Raw data:
☆ ☆ ☆
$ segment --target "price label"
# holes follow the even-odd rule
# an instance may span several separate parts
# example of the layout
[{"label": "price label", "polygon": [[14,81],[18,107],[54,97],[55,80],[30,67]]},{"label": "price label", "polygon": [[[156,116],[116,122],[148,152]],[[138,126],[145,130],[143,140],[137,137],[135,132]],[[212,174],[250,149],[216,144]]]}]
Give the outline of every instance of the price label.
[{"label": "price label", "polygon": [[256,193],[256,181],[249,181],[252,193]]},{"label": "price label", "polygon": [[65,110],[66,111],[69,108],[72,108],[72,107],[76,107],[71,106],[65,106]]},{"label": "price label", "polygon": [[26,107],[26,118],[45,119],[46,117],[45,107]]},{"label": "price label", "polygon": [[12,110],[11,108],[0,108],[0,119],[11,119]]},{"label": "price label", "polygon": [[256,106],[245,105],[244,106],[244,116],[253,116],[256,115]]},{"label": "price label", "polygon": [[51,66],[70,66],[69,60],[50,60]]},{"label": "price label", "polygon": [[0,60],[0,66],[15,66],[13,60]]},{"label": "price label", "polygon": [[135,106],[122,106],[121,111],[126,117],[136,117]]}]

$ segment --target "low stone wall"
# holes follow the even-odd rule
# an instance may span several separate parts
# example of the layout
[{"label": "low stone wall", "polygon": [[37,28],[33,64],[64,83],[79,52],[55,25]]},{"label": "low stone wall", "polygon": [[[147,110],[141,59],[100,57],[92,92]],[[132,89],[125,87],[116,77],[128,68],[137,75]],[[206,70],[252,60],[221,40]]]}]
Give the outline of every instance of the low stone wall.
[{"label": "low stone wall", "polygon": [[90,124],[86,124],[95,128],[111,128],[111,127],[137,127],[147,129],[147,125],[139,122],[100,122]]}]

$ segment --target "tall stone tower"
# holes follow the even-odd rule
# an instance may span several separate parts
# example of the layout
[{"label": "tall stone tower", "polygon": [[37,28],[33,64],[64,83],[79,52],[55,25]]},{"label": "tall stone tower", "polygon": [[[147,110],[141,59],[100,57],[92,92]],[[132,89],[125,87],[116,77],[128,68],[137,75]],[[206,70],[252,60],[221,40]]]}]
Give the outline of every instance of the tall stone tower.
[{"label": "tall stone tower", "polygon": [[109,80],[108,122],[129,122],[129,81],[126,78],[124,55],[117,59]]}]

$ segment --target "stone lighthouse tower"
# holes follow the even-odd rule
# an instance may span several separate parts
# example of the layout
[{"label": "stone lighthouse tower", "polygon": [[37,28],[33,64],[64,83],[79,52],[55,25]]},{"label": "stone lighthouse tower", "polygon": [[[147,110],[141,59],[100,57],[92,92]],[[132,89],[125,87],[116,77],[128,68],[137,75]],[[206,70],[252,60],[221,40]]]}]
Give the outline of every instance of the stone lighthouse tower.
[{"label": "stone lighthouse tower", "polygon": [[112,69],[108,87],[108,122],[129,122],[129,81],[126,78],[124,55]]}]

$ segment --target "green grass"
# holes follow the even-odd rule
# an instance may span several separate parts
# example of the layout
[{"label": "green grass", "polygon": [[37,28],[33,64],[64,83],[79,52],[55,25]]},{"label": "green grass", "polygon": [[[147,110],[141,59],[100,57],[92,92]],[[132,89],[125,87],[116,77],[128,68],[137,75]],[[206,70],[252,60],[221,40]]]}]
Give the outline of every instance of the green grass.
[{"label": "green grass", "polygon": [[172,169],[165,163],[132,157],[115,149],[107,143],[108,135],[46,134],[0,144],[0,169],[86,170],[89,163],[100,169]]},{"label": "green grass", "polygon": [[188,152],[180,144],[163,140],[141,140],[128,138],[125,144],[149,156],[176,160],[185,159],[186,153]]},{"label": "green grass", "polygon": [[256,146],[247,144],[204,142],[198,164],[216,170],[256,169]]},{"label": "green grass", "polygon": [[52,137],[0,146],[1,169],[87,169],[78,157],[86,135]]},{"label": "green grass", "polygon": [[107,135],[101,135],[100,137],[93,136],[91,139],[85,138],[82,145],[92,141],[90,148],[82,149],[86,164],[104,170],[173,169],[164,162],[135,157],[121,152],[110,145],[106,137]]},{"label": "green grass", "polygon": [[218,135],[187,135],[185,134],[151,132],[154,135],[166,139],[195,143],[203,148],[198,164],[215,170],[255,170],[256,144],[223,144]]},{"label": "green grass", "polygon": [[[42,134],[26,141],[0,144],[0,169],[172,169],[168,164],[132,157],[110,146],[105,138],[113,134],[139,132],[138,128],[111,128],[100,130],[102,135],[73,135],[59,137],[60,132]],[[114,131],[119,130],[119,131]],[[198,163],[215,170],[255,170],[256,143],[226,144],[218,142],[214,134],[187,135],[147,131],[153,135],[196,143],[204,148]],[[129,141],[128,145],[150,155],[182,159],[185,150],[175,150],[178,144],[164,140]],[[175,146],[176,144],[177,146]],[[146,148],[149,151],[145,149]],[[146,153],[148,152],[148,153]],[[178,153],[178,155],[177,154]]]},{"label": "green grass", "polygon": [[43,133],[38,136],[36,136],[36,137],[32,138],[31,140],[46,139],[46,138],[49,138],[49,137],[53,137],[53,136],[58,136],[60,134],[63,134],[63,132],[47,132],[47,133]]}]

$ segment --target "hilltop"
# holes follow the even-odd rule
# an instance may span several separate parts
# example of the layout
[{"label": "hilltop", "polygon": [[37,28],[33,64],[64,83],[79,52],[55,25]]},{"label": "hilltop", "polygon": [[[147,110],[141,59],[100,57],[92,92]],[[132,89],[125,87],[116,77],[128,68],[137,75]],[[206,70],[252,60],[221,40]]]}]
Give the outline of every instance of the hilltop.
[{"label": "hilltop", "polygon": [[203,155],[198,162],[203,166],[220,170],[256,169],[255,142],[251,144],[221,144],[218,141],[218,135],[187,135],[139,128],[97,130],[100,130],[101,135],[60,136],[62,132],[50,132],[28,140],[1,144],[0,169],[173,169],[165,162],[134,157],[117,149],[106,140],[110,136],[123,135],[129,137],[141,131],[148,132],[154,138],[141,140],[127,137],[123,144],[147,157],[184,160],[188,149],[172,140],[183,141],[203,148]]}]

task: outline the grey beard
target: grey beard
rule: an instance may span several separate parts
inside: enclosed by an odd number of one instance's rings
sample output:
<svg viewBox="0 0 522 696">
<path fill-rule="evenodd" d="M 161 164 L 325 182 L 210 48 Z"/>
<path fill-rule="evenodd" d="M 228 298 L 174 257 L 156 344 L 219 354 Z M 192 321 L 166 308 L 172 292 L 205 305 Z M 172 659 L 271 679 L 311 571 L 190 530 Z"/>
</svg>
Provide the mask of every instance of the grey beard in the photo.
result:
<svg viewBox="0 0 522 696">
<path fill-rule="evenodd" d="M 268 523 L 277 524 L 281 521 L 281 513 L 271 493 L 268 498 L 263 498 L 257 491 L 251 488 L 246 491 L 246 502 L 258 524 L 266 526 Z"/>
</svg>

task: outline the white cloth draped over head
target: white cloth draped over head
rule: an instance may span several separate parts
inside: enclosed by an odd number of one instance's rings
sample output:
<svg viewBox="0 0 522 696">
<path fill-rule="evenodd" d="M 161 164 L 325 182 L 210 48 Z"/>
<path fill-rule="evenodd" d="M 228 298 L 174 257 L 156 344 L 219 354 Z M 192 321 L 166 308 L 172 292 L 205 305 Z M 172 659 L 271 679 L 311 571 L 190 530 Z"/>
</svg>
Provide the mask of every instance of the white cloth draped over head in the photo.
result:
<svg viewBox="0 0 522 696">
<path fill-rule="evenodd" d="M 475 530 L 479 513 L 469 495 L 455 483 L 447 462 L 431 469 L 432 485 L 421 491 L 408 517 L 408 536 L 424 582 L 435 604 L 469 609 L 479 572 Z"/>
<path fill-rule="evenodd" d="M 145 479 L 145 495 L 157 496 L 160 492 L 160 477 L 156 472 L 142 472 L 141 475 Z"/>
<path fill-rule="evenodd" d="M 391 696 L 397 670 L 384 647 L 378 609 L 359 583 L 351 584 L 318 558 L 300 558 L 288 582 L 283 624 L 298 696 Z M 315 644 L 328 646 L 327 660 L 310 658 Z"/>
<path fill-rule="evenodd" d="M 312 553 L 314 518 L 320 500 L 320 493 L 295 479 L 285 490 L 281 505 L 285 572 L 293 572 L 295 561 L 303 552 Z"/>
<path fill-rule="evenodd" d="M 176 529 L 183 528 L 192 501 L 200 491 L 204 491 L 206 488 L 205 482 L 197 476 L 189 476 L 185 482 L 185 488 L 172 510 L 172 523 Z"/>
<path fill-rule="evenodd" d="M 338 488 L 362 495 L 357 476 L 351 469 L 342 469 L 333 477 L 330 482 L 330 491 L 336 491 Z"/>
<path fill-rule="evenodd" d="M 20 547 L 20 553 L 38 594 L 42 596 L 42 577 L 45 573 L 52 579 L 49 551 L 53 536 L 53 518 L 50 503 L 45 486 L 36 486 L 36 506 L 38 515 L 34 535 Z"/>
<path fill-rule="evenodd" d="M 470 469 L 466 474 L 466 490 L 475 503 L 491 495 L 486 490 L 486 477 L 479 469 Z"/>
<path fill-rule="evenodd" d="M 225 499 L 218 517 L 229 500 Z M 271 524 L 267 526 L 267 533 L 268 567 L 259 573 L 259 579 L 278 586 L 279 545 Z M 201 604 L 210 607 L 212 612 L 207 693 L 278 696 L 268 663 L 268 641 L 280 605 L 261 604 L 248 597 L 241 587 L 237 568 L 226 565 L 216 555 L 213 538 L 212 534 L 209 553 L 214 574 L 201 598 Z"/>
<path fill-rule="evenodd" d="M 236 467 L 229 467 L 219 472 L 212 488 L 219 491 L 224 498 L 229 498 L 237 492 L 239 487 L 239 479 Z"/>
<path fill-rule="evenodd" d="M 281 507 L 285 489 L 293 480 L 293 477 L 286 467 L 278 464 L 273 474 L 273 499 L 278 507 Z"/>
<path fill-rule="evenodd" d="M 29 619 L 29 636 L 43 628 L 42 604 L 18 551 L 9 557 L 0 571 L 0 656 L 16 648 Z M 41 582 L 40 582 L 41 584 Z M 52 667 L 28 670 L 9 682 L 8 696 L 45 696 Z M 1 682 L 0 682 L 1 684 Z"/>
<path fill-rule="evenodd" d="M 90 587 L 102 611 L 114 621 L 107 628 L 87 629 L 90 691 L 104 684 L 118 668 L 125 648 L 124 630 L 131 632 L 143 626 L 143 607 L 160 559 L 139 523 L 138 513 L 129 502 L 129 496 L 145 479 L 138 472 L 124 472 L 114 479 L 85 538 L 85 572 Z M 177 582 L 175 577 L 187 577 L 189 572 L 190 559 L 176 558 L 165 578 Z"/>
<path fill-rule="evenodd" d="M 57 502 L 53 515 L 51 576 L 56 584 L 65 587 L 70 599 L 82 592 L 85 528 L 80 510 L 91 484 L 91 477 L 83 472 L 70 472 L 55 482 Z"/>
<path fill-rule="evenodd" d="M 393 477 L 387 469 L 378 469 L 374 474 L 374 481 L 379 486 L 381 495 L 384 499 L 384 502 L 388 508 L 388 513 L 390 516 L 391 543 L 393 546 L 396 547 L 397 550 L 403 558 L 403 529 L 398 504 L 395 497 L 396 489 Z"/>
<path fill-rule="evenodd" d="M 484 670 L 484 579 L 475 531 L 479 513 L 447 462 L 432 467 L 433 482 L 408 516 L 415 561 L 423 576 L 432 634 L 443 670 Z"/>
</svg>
☆ ☆ ☆
Reproduce the material from the line containing "task: outline the white" up to and including the line containing "470 469 L 466", requests included. Multiply every number in the answers (the viewBox dimensions and path coordinates) by 2.45 and round to whole numbers, halves up, but leave the numbers in the requests and their sample output unchanged.

task: outline the white cloth draped over head
target: white cloth draped over head
rule: an instance may span several separate parts
inside: enclosed by an odd number of one instance's rings
sample output:
<svg viewBox="0 0 522 696">
<path fill-rule="evenodd" d="M 161 164 L 325 182 L 210 48 Z"/>
<path fill-rule="evenodd" d="M 228 298 L 174 257 L 156 344 L 219 354 Z M 192 321 L 166 308 L 172 292 L 205 305 Z M 172 659 L 271 679 L 311 571 L 190 530 Z"/>
</svg>
Provide the mask of every instance of the white cloth draped over head in the photo.
result:
<svg viewBox="0 0 1279 1705">
<path fill-rule="evenodd" d="M 1164 1299 L 1174 1257 L 1149 1213 L 1115 1183 L 1095 1132 L 1056 1149 L 1058 1188 L 1031 1203 L 1000 1267 L 1000 1313 L 1039 1426 L 1066 1480 L 1149 1492 L 1174 1401 Z"/>
<path fill-rule="evenodd" d="M 355 1174 L 355 1213 L 385 1215 L 392 1205 L 392 1169 L 382 1156 L 348 1156 L 345 1164 Z"/>
<path fill-rule="evenodd" d="M 958 1705 L 973 1642 L 941 1585 L 926 1492 L 880 1428 L 860 1431 L 779 1367 L 735 1367 L 706 1426 L 693 1529 L 730 1705 Z M 772 1578 L 804 1583 L 801 1617 L 760 1612 Z"/>
<path fill-rule="evenodd" d="M 764 1355 L 769 1269 L 784 1225 L 784 1208 L 723 1174 L 698 1201 L 688 1237 L 698 1401 L 718 1401 L 723 1374 L 742 1352 Z"/>
<path fill-rule="evenodd" d="M 431 1296 L 448 1294 L 470 1227 L 490 1203 L 500 1203 L 505 1196 L 502 1181 L 483 1166 L 463 1166 L 453 1181 L 453 1196 L 421 1250 L 421 1281 Z"/>
<path fill-rule="evenodd" d="M 828 1196 L 887 1213 L 875 1166 L 860 1149 L 838 1149 L 816 1169 L 809 1181 L 809 1203 L 823 1203 Z"/>
<path fill-rule="evenodd" d="M 49 1340 L 49 1355 L 93 1455 L 103 1460 L 103 1414 L 110 1404 L 127 1419 L 120 1350 L 130 1313 L 130 1269 L 123 1232 L 110 1191 L 88 1191 L 88 1240 L 93 1262 L 83 1311 Z"/>
<path fill-rule="evenodd" d="M 1152 1149 L 1142 1161 L 1142 1201 L 1164 1232 L 1203 1213 L 1191 1201 L 1191 1169 L 1174 1149 Z"/>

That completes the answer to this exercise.